Could you retype every one of the lines below, word for word, with nothing changed?

== DATA SUPPLIED ==
┄┄┄┄┄┄

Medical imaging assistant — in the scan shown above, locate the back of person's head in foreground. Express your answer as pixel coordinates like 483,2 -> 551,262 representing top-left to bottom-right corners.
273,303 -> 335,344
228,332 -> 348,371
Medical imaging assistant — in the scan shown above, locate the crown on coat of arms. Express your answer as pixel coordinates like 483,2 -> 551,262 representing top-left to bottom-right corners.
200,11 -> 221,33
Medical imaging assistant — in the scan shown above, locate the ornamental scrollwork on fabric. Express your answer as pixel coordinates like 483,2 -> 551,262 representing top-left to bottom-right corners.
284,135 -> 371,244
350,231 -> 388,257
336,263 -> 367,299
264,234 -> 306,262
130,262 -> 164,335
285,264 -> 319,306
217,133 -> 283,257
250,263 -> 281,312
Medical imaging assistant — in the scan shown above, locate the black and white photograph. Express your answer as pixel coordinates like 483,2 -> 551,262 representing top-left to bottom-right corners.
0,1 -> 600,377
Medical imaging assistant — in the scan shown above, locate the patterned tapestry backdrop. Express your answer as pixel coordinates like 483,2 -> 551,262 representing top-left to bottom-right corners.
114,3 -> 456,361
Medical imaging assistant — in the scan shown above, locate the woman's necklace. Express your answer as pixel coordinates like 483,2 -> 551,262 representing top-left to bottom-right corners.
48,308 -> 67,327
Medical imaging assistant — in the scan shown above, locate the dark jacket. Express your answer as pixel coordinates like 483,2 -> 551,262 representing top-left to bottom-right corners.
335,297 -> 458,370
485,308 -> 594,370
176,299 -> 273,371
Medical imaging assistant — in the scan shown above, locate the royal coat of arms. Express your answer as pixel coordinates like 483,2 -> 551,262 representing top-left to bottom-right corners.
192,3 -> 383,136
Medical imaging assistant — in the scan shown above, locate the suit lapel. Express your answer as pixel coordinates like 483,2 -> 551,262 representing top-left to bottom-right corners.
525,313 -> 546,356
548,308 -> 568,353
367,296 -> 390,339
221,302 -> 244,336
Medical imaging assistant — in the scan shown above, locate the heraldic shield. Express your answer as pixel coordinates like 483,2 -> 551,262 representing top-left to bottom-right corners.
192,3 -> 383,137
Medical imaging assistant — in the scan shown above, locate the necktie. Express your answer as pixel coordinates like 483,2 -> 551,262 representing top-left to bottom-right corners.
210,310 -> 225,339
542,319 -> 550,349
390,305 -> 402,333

┄┄┄┄┄┄

== ANSWER TO THE EXERCISE ==
Medical imaging assistant — in the scan shown above, locate the back of person's head in foreground. Express your answer as pixel coordinates like 483,2 -> 551,262 representing top-left to bottom-right corners.
273,303 -> 335,344
228,332 -> 348,371
Medical imaging assistant — in the scan shown above, locate the crown on coat of arms. Express your answer as pixel coordinates like 483,2 -> 551,262 representing top-left to bottom-right corners.
200,11 -> 221,33
Medical imaging assistant — in the scan shown above, locate the ornamental scrollwork on fabric. Express your answer as pixel coordinates like 483,2 -> 551,262 representing top-left to bottom-right corners.
284,135 -> 371,244
350,231 -> 388,257
336,263 -> 367,299
264,234 -> 306,262
130,262 -> 164,335
285,264 -> 319,306
217,133 -> 283,257
250,263 -> 281,312
Medical imaging assistant — in the scan shown above, locate the black and white photograph. Express your answer as pixel coordinates like 483,2 -> 551,262 representing top-left to bottom-right corners.
0,1 -> 600,377
Medical imaging assistant — in the scan shown above, locate the patterned tapestry backdrop. Express your answer as pixel coordinates like 483,2 -> 551,262 representing top-left to bottom-right corners.
114,3 -> 456,361
Medical imaging assistant — in the scan shown above, locate the woman's necklace. Express your answer as pixel coordinates like 483,2 -> 551,262 representing top-left to bottom-right corners.
48,308 -> 67,327
Medical imaging assistant — in the scan shown above, locate the dark jacket. Express your answer as pixel coordinates like 483,2 -> 551,262 representing top-left to bottom-right corners.
335,297 -> 458,370
485,308 -> 594,370
176,299 -> 273,371
Medical imaging assistant — in the scan shown above, locate the royal coat of arms. Express your answer as pixel coordinates like 483,2 -> 551,262 representing top-left to bottom-right corners.
192,3 -> 383,136
Medical imaging assistant — in the scan shown above, locate the suit lapel. Express your answer as pixel coordinates like 483,2 -> 551,262 representing top-left to bottom-right corners.
525,313 -> 546,356
548,308 -> 568,353
367,296 -> 390,339
221,302 -> 244,336
Medical imaging assistant — in the scan shown above, locate the heraldic shield. Express your answer as pixel coordinates like 483,2 -> 551,262 representing top-left to bottom-right corners.
192,3 -> 383,137
Medical imaging assistant — in the scan shown above, locate the necktie. Express your answer as pixel coordinates like 483,2 -> 551,262 representing top-left to bottom-right corners.
210,310 -> 225,339
542,319 -> 550,349
390,305 -> 402,333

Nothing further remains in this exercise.